Comment 7 Andreas J. Guelzow 2011-02-21 21:14:03 UTC
The above quote come from the informative part of the specs. In the normative part it just says:
-----------------
Shared formula. If a cell contains the same formula as another cell, the “shared” value can be used for the t attribute and the si attribute can be used to refer to the cell containing the formula. Two formulas are considered to be the same when their respective representations in R1C1-reference notation, are the same."
-----------------

but we also have on "ref": 
-----------------
Range of cells which the formula applies to. Only required for shared formula, array formula or data table. Only written on the master formula, not subsequent formulas belonging to the same shared group, array, or data table.
-----------------
Comment 8 Andreas J. Guelzow 2011-02-22 04:27:11 UTC
The description of "si" seems to be the most clear explanation: 
---------------------------------------------------------------
When a formula is a shared formula (t value is shared) then this value indicates the group to which this particular cell's formula belongs. The first formula in a group of shared formulas is saved in the f element. This is considered the 'master' formula cell.
Subsequent cells sharing this formula need not have the formula written in their f element. Instead, the attribute si value for a particular cell is used to figure what the formula expression should be based on the cell's relative location to the master formula cell.
A cell is shared only when si is used and t is shared. The formula expression for a cell that is specified to be part of a shared formula (and is not the master) shall be ignored, and the master formula shall override.

━━━━━━━━━━━━━━━━

_TASK INSTRUCTIONS_.
a. In the comments on shared formulas, turn the paragraph that starts "When a formula is a shared formula" into a short list that keeps its main facts.
b. Write the next few sentences of the comments on shared formulas, picking up right after the last line shown.
The material after this point has nothing to do with this work.

Extracted records
━━━━━━━━━━━━━━━━

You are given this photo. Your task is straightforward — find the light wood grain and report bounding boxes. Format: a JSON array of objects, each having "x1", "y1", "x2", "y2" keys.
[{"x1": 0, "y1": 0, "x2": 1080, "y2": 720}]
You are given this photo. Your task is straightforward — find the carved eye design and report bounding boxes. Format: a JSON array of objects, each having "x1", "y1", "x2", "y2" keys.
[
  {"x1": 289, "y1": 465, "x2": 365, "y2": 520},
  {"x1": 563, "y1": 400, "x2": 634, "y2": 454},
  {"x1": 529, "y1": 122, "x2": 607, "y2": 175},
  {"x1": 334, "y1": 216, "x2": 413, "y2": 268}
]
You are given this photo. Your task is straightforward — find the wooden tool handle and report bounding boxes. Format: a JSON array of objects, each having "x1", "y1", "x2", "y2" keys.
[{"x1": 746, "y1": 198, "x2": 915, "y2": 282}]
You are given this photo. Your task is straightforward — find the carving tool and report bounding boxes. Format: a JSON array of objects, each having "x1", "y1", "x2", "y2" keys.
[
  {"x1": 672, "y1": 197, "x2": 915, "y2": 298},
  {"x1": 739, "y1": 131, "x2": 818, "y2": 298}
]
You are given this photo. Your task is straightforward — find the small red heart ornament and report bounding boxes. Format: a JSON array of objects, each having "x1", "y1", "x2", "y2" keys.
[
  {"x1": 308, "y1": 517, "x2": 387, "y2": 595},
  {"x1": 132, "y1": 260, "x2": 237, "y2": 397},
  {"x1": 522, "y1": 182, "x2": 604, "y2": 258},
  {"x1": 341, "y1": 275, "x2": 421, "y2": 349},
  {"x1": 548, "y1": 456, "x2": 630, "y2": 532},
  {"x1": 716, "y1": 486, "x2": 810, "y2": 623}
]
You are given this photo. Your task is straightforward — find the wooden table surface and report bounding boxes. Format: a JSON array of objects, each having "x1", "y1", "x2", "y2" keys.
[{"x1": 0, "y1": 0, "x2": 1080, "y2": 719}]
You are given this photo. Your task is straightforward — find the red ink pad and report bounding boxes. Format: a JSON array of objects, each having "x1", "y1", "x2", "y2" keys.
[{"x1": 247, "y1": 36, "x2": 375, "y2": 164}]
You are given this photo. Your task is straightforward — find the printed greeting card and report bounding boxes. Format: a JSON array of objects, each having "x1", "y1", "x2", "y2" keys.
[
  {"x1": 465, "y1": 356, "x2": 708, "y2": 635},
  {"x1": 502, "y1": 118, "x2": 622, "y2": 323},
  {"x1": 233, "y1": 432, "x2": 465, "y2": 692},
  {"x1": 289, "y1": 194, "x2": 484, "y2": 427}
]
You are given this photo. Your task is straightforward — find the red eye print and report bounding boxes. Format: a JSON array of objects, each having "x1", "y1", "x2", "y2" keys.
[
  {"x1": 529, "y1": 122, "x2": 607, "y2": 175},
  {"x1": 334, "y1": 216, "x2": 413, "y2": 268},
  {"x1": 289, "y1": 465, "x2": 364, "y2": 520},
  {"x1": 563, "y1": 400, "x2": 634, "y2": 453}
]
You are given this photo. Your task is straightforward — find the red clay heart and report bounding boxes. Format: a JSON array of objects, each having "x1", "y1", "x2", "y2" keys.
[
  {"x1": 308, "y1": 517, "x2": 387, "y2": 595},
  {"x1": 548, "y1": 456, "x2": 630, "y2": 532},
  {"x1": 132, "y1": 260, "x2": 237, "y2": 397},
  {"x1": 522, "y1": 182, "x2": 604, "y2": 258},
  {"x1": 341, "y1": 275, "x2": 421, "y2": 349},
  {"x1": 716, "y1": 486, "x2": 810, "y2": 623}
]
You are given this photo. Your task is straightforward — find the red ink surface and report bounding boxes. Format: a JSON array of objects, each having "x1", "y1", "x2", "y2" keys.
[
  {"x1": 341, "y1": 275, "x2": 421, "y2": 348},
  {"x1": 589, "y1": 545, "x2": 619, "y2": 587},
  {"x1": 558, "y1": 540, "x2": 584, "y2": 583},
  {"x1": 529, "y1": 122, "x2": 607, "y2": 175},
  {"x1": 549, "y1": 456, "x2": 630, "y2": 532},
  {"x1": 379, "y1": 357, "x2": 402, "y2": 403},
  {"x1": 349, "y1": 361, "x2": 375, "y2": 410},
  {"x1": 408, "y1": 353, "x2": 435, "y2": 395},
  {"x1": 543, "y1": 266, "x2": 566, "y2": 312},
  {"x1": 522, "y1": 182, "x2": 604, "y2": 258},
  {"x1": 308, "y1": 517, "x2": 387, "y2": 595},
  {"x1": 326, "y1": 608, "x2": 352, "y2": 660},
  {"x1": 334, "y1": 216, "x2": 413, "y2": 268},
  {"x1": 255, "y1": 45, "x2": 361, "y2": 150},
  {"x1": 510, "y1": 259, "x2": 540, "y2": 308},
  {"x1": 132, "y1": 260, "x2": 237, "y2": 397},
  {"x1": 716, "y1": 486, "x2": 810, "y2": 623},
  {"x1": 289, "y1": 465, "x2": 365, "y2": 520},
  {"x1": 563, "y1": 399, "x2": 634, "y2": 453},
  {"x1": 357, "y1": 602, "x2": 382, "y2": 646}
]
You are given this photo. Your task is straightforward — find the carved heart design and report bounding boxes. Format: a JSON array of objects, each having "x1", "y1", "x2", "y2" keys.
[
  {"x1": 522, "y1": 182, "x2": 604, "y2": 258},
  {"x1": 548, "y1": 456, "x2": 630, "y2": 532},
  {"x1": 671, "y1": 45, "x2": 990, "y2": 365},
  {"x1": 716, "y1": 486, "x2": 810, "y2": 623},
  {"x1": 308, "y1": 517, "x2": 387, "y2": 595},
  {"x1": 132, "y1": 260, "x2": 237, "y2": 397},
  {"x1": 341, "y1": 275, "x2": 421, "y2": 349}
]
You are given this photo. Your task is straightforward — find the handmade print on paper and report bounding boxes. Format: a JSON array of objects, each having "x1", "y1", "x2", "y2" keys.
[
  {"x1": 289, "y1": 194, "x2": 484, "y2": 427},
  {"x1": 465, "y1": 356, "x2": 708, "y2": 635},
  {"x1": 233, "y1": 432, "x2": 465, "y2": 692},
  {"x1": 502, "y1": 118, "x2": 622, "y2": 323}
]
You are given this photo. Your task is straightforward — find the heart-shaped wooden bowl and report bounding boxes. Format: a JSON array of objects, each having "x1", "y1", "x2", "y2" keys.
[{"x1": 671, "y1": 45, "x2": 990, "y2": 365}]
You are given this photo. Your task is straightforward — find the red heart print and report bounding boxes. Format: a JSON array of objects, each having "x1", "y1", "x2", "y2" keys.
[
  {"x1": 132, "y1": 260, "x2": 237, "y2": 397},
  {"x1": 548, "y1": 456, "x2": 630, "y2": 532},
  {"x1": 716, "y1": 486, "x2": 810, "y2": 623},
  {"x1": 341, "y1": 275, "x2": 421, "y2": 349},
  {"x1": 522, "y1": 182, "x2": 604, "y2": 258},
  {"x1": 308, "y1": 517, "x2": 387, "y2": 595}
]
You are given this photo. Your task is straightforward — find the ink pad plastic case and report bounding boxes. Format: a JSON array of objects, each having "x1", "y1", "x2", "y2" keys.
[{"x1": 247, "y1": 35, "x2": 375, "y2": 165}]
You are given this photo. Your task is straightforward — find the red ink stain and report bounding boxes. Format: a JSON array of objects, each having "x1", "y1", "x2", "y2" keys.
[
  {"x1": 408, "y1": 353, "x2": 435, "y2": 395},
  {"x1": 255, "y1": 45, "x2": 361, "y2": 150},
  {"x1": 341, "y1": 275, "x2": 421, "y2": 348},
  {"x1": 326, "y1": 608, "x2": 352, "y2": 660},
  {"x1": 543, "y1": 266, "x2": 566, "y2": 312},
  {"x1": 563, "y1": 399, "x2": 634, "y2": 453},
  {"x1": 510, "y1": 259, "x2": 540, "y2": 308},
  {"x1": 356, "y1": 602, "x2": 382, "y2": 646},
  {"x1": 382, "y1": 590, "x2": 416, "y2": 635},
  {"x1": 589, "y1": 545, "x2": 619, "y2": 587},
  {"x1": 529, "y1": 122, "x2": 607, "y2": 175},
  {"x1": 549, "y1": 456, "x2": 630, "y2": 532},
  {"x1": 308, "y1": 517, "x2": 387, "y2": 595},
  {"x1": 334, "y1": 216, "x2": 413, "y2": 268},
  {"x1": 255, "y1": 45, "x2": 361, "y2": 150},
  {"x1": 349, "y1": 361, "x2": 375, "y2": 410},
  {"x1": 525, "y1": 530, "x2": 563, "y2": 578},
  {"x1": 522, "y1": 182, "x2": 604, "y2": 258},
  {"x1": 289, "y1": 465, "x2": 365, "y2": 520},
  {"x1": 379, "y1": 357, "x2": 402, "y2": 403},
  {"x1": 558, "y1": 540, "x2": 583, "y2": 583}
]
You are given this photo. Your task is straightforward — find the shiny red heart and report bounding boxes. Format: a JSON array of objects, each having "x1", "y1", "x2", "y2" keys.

━━━━━━━━━━━━━━━━

_RESPONSES TO THE TASKS_.
a.
- This applies when the t value is shared.
- The si value shows which group the cell's formula belongs to.
- The first formula in a group is saved in the f element.
- That first cell is treated as the "master" formula cell.

b.
If a master cell of a shared formula range specifies that a particular cell is part of the shared formula range, and that particular cell does not use the si and t attributes to indicate that it is shared, then the particular cell's formula shall override the shared master formula. If this cell occurs in the middle of a range of shared formula cells, the earlier and later formulas shall continue sharing the master formula, and the cell in question shall not share the formula of the master cell formula.
Loading and handling of a cell and formula using an si attribute and whose t value is shared, located outside the range specified in the master cell associated with the si group, is implementation defined.
Master cell references on the same sheet shall not overlap with each other.

---------------------------------------------------------------
Comment 9 Andreas J. Guelzow 2011-02-22 04:42:36 UTC
This problem of incorrect formulas has been fixed in the development version. The fix will be available in the next major software release. Thank you for your bug report.

The crash described in comment #2 is still outstanding.
Comment 10 Andreas J. Guelzow 2011-02-22 05:07:25 UTC
Since this crash is really in glib (and the documentation clearly indicates that passing NULL should be fine) I have filed the glib bug #642944.
Comment 11 Andreas J. Guelzow 2011-02-22 05:21:18 UTC
This problem (crash described in comment #2) has been fixed in the development version. The fix will be available in the next major software release. Thank you for your bug report.